WHAT THE TASK REQUIRES:
Write the listing below out again exactly, dropping the images.

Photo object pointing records
┄┄┄┄┄┄
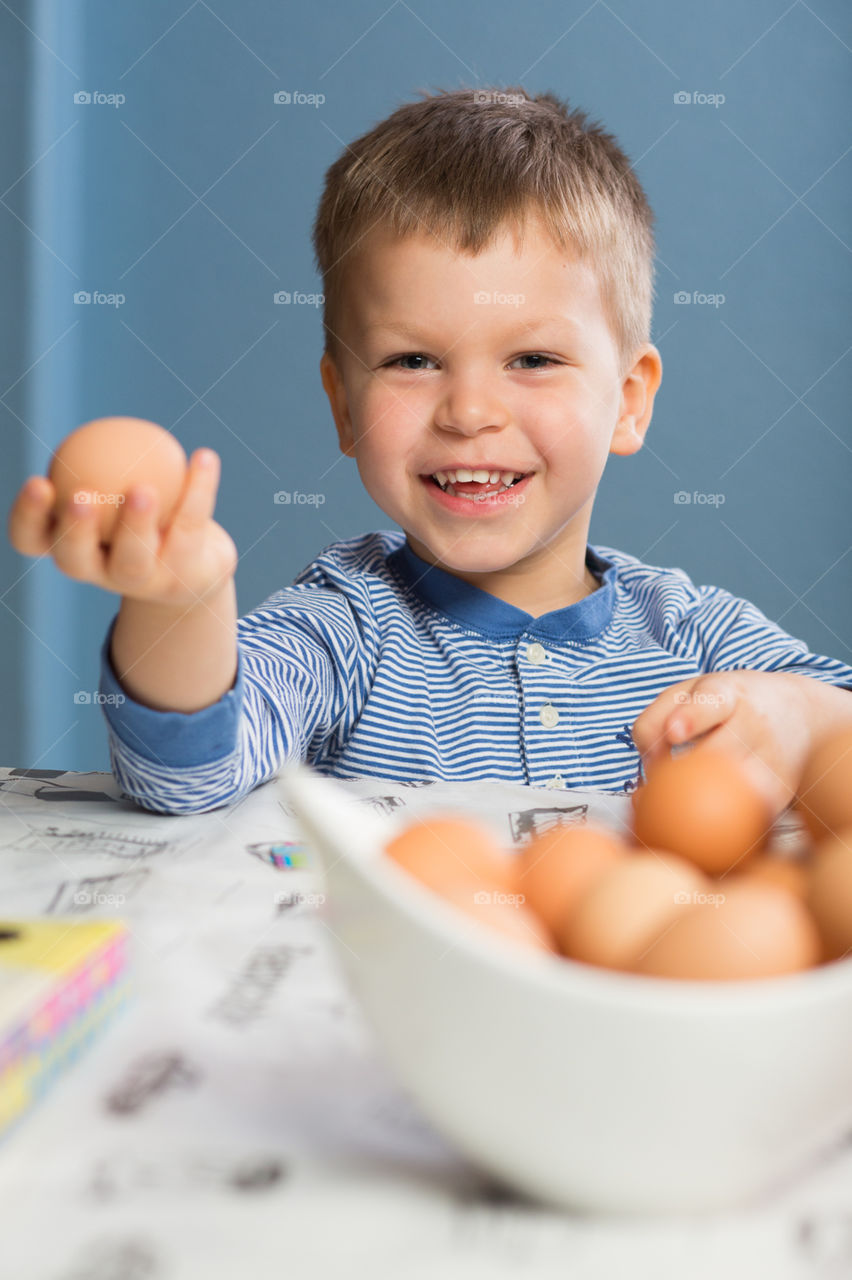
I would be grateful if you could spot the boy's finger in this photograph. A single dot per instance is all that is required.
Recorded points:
(649, 727)
(136, 539)
(74, 542)
(198, 498)
(30, 517)
(706, 704)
┄┄┄┄┄┄
RESPONSE TO THIS EXERCISE:
I would be grateful if you could spot the boy's finger in this photograph. A single dot per instance is all that is required.
Recorded points:
(649, 727)
(136, 539)
(74, 542)
(198, 498)
(30, 517)
(706, 704)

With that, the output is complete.